> Work instruction: In the records below, which lines include "stone"? Copy them.

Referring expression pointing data
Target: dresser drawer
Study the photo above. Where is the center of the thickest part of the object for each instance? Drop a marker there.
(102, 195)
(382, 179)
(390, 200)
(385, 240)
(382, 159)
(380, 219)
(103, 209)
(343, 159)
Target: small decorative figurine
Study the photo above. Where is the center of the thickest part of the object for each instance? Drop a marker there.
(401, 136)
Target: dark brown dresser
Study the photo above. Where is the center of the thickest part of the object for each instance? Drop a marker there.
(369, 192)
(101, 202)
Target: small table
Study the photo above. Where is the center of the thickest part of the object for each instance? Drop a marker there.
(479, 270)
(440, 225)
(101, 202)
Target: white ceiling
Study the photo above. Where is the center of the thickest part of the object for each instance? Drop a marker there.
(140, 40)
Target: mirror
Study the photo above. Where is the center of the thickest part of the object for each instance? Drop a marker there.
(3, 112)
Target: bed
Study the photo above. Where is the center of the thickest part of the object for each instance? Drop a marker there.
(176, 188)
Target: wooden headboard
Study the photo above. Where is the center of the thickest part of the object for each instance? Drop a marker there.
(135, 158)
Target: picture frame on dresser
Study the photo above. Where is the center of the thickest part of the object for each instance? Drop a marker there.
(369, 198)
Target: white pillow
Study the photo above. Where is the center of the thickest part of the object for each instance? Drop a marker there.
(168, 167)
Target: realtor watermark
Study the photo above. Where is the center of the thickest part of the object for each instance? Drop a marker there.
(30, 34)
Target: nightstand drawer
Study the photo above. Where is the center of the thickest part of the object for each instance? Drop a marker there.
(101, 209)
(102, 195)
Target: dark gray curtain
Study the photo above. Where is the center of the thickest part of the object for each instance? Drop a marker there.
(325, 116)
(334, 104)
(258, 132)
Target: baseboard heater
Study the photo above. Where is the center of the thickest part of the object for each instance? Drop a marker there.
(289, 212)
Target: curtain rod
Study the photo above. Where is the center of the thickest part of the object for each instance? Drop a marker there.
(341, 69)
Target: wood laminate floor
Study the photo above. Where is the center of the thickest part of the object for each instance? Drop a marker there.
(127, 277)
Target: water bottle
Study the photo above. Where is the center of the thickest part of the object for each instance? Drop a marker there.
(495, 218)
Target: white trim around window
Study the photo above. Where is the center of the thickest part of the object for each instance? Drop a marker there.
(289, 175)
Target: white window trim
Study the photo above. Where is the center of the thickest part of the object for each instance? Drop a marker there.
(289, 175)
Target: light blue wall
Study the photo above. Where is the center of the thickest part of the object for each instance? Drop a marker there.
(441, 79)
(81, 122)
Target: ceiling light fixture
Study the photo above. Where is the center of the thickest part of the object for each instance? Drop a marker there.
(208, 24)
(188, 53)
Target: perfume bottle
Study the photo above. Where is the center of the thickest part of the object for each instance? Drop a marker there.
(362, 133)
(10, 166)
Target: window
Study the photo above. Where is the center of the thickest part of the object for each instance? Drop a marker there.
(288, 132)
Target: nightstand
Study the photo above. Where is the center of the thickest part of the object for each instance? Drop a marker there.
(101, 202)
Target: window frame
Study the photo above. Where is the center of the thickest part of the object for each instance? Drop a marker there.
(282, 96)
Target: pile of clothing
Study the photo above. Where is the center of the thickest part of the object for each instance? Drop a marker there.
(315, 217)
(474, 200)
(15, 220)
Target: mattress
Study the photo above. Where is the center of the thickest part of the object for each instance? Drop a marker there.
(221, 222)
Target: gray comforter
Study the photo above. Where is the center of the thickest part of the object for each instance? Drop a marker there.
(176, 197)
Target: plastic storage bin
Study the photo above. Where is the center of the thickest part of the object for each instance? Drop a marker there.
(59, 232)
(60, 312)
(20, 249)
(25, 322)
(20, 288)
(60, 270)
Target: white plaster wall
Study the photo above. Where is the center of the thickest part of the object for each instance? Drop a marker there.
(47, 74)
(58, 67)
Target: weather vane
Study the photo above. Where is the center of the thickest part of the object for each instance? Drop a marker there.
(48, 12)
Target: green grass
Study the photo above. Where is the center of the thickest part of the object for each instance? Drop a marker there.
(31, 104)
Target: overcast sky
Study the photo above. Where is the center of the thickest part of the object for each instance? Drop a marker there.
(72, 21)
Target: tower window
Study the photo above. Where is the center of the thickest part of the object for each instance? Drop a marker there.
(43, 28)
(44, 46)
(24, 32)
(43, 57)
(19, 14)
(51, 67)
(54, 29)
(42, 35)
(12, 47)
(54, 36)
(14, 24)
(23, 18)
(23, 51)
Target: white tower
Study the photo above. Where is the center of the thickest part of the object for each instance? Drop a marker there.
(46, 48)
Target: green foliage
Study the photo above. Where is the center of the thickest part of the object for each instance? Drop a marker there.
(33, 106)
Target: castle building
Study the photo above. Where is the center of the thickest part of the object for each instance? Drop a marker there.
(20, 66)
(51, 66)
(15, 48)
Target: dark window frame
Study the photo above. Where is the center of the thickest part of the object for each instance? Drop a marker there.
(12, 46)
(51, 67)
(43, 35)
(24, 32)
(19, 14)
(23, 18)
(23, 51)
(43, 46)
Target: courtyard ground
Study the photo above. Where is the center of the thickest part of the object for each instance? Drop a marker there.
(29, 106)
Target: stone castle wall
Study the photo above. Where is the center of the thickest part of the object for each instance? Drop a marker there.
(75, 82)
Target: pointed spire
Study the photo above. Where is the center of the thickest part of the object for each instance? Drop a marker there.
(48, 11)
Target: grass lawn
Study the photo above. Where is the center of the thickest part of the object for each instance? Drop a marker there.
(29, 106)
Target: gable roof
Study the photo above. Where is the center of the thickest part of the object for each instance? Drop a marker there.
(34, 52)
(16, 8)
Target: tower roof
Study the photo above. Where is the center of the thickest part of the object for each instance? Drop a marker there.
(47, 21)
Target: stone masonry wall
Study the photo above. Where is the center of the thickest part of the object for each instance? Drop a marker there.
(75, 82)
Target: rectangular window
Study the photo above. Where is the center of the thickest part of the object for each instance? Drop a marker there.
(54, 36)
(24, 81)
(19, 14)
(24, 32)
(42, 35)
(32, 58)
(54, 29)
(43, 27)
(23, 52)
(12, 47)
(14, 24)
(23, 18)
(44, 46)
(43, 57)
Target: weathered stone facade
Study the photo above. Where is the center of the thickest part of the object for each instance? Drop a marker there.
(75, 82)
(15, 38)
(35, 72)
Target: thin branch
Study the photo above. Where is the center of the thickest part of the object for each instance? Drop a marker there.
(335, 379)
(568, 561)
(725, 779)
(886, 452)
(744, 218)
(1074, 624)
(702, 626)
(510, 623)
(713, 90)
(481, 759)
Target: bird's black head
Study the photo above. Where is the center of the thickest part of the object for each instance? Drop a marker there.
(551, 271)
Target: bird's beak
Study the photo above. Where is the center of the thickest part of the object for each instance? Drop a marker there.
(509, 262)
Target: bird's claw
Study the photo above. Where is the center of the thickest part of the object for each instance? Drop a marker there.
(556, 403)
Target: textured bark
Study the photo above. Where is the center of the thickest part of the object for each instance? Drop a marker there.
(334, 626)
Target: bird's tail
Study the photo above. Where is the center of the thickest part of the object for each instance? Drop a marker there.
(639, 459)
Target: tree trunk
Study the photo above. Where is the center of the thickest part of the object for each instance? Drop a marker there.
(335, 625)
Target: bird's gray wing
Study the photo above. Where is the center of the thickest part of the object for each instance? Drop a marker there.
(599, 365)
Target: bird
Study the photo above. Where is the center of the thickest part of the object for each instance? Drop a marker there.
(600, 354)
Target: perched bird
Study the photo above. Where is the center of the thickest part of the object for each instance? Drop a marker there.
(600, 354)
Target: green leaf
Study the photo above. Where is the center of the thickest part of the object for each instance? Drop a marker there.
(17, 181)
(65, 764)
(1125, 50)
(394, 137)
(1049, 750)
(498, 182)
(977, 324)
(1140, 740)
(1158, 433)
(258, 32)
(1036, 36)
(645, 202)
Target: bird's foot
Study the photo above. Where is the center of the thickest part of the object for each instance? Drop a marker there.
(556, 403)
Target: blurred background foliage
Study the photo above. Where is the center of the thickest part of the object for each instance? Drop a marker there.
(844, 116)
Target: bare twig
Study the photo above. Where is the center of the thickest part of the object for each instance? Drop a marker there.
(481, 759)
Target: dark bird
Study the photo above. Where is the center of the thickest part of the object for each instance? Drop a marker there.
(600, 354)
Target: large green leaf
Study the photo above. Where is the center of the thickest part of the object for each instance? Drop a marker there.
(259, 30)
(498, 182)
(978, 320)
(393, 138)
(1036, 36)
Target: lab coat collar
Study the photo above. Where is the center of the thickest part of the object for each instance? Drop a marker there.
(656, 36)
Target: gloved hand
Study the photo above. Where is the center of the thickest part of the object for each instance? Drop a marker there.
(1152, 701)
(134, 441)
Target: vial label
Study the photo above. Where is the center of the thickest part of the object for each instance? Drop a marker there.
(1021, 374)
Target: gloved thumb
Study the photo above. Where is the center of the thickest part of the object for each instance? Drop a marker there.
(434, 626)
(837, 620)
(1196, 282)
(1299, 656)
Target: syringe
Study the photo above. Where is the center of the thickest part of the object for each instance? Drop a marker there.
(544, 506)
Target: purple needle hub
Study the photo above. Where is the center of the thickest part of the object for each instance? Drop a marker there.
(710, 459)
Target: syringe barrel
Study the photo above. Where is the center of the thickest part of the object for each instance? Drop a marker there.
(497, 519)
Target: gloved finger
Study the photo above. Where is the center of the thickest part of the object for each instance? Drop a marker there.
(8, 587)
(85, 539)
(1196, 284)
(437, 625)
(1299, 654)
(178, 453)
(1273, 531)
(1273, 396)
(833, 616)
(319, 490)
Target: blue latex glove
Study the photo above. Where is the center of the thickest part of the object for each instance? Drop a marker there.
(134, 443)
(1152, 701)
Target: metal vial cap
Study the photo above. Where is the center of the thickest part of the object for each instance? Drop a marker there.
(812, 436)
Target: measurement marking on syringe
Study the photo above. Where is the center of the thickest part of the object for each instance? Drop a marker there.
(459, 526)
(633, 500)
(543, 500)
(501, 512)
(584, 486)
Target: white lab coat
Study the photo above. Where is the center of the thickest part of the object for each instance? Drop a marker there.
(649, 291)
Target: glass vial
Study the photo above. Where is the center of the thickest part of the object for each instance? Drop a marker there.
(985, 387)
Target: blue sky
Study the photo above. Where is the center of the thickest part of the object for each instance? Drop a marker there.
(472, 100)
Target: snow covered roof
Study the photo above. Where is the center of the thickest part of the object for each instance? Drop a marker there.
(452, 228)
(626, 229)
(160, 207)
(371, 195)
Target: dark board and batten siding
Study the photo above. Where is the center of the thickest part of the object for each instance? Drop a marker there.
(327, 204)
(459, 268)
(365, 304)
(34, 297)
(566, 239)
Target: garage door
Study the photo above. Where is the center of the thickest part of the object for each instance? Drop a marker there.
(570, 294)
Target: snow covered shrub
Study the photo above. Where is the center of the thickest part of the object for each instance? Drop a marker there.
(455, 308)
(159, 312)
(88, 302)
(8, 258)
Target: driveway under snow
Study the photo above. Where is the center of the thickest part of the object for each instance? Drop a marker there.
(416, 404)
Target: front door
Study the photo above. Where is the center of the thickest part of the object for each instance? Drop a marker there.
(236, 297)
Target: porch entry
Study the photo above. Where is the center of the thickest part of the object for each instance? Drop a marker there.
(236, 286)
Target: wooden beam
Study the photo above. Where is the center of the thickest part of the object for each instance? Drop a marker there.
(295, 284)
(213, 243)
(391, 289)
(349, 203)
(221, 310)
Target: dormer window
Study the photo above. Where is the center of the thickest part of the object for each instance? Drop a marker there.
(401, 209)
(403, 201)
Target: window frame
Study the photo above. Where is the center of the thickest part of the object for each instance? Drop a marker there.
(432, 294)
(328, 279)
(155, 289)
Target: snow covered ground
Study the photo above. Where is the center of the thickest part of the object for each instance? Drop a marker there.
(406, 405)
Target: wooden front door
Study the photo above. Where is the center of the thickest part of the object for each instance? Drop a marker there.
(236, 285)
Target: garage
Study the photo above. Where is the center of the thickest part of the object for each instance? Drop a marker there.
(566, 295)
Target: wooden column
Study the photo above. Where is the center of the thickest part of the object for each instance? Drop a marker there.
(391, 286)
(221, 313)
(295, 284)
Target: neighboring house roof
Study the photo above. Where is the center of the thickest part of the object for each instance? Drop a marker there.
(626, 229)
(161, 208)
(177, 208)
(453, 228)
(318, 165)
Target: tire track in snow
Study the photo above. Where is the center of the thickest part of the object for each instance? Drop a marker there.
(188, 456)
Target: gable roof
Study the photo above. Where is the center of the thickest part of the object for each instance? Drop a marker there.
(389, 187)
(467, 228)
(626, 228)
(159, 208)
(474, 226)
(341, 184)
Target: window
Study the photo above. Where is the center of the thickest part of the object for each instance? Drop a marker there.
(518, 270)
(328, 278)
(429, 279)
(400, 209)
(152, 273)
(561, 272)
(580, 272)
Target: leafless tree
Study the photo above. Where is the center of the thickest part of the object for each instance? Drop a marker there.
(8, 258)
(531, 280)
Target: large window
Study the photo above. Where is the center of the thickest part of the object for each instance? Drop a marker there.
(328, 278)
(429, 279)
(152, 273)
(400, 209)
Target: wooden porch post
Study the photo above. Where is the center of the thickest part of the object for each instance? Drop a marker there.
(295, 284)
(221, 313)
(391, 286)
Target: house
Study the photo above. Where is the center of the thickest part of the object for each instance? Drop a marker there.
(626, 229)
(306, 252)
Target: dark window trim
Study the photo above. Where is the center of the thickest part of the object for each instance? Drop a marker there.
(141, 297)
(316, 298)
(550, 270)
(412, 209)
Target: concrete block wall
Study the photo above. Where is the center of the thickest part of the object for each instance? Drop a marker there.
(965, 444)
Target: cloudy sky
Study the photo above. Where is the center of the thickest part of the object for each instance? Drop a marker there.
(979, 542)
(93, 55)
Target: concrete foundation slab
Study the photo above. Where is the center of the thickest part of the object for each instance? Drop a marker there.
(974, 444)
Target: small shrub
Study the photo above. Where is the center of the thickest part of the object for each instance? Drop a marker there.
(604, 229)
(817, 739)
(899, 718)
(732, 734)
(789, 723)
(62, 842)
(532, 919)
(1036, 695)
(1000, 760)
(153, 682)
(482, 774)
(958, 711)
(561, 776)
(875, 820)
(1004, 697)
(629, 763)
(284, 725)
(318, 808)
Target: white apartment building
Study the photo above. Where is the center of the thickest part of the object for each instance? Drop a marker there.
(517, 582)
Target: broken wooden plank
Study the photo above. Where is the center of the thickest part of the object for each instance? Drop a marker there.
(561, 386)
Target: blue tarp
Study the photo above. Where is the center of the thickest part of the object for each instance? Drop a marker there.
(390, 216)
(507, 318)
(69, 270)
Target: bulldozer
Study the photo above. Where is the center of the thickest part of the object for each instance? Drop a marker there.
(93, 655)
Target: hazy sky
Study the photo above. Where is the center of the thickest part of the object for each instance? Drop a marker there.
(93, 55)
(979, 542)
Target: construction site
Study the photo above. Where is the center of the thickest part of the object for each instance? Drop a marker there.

> Finished exercise:
Target: stone castle wall
Target: stone masonry wall
Target: weathered stone facade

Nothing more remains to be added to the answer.